The request: Count the lines in the entries below that contain the word "green", and reply with that number alone.

Task data:

+--

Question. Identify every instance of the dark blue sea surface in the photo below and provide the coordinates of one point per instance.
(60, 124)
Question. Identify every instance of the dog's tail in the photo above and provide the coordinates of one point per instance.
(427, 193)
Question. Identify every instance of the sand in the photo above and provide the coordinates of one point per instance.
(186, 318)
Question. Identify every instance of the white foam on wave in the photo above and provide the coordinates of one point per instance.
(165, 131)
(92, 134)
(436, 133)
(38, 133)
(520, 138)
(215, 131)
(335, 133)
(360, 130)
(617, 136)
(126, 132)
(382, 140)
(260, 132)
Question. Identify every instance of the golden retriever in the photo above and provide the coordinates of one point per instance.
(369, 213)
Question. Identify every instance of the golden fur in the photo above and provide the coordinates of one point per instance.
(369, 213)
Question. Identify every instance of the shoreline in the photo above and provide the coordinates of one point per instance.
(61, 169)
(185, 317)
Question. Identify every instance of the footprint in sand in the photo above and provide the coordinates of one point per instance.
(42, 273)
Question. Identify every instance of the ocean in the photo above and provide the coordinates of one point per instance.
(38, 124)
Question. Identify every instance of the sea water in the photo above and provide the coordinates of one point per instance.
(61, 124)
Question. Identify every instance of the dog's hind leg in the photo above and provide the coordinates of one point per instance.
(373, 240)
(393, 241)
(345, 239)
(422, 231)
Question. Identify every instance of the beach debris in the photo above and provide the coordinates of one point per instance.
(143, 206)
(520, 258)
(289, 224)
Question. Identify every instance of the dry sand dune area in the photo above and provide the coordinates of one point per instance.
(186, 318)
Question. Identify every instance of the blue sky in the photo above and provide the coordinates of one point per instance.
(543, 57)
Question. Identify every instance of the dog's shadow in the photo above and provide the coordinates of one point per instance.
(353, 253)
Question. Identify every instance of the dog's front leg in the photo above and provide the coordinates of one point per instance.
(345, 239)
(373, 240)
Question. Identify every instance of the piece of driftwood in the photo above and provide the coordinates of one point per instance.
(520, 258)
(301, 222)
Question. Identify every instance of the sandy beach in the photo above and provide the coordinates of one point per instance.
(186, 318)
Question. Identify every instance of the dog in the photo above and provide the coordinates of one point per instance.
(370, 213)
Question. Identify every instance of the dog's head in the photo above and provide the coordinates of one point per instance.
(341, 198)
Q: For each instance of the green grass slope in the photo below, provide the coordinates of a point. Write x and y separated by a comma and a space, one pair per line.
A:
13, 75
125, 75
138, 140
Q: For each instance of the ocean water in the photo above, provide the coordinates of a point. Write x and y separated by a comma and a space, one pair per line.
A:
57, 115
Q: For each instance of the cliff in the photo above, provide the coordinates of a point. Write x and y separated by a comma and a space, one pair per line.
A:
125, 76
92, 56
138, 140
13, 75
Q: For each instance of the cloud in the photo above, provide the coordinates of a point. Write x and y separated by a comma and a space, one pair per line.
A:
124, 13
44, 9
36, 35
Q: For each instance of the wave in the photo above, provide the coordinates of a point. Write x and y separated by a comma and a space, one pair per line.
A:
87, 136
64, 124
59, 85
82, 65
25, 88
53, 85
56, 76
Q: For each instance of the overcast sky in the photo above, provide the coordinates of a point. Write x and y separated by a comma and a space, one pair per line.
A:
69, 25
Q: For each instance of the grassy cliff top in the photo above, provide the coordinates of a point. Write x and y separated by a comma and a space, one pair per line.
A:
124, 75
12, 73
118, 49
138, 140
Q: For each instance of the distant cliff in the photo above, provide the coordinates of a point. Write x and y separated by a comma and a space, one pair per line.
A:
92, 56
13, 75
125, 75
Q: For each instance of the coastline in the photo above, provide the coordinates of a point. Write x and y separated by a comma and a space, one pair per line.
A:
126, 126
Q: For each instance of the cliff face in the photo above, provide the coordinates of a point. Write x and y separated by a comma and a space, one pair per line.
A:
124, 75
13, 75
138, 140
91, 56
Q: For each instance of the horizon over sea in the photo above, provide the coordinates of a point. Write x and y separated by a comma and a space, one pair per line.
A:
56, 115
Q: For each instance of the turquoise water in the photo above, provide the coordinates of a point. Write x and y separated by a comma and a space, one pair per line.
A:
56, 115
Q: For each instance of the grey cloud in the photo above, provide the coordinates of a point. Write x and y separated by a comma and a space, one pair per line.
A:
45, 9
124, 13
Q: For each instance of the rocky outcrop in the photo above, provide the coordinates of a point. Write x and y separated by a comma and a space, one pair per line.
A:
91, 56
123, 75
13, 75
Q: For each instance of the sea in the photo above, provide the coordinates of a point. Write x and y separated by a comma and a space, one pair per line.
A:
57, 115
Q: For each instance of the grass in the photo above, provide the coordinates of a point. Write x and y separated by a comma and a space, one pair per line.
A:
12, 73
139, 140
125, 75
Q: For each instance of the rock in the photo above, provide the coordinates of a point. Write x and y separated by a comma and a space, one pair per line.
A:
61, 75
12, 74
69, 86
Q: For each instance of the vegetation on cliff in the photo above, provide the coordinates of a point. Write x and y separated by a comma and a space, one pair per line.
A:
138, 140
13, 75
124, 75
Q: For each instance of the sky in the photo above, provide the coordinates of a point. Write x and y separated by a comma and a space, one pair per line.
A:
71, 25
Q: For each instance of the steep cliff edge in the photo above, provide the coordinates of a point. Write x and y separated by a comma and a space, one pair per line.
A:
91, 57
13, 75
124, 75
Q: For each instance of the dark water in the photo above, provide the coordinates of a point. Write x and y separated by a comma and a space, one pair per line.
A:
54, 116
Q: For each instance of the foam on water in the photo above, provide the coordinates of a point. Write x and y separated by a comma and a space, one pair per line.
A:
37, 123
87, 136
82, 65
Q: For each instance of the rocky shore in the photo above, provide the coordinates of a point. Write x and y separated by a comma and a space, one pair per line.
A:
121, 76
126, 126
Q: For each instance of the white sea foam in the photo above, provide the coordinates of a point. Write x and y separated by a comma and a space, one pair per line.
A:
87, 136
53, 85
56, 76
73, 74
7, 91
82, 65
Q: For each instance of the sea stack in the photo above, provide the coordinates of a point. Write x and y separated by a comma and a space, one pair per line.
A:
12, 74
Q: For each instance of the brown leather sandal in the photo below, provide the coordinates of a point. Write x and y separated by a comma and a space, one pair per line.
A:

+--

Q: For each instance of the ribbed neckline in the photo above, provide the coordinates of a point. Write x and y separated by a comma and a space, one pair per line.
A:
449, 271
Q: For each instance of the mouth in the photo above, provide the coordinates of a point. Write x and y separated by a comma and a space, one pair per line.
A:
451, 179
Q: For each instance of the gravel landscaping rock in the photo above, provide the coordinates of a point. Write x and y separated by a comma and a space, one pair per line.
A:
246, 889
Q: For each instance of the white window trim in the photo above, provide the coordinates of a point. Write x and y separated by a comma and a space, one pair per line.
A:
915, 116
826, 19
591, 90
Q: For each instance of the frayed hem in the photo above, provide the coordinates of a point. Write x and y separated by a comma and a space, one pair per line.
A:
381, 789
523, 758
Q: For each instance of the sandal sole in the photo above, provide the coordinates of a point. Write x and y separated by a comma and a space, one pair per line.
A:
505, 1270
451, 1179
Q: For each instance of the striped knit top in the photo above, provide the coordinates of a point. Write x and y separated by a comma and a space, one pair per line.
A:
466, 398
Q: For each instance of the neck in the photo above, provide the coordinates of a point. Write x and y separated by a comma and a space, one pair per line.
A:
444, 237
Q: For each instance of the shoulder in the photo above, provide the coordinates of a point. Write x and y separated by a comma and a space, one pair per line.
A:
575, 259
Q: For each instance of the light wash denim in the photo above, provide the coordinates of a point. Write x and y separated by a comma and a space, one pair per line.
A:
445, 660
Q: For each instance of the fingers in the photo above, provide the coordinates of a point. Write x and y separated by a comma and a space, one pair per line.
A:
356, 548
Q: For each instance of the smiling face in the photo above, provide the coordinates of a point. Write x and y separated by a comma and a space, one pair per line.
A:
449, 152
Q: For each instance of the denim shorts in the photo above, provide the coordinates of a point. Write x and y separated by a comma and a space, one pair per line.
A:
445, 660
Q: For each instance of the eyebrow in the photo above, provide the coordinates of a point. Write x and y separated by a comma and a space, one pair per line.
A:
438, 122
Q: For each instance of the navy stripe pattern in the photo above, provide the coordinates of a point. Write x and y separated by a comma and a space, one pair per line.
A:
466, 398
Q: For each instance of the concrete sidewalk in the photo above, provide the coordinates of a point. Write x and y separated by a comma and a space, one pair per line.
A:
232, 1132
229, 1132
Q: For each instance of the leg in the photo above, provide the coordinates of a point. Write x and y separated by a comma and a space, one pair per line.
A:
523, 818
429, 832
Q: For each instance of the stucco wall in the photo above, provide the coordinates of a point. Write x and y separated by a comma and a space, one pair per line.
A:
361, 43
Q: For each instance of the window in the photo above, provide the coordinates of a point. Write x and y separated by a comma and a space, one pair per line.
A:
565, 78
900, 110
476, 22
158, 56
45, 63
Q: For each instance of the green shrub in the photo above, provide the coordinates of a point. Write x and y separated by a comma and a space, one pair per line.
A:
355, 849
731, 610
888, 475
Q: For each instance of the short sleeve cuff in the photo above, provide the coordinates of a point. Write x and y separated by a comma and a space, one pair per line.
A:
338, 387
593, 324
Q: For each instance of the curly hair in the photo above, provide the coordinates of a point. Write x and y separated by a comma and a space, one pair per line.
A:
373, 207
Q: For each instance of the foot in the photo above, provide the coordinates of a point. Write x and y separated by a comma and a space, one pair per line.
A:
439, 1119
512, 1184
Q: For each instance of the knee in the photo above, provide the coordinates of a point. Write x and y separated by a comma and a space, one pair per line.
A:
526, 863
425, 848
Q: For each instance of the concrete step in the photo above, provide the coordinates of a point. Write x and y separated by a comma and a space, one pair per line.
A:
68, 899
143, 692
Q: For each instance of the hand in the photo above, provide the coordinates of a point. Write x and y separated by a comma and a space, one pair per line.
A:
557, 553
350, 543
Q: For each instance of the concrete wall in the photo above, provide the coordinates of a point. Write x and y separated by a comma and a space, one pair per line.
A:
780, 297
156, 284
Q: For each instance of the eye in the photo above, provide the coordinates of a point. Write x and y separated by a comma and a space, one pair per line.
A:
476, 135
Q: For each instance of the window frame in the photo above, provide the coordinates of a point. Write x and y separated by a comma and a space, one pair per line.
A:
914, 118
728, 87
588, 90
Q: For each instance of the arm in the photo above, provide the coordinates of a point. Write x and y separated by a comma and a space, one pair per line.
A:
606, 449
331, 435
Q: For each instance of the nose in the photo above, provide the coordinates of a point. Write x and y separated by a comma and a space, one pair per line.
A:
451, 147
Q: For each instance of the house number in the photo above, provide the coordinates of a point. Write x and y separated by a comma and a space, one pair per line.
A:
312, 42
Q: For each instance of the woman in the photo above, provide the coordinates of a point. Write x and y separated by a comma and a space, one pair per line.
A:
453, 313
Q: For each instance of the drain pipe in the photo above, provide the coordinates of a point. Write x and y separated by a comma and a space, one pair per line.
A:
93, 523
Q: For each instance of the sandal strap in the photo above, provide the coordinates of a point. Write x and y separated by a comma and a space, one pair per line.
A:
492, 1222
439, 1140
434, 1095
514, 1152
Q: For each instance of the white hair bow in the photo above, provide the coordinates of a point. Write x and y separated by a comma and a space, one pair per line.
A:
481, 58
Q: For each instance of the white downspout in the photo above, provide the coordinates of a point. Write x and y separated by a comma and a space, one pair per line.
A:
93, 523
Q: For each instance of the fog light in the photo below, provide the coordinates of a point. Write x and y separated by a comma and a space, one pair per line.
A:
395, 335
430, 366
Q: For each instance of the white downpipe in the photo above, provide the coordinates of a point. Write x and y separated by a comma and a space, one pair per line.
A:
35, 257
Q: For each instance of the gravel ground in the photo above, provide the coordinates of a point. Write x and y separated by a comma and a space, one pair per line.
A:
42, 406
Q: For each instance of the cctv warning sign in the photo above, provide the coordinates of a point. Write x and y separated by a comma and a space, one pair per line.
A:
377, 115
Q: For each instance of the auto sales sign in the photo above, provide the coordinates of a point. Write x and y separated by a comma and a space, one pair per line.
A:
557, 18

+--

Exercise solution: 2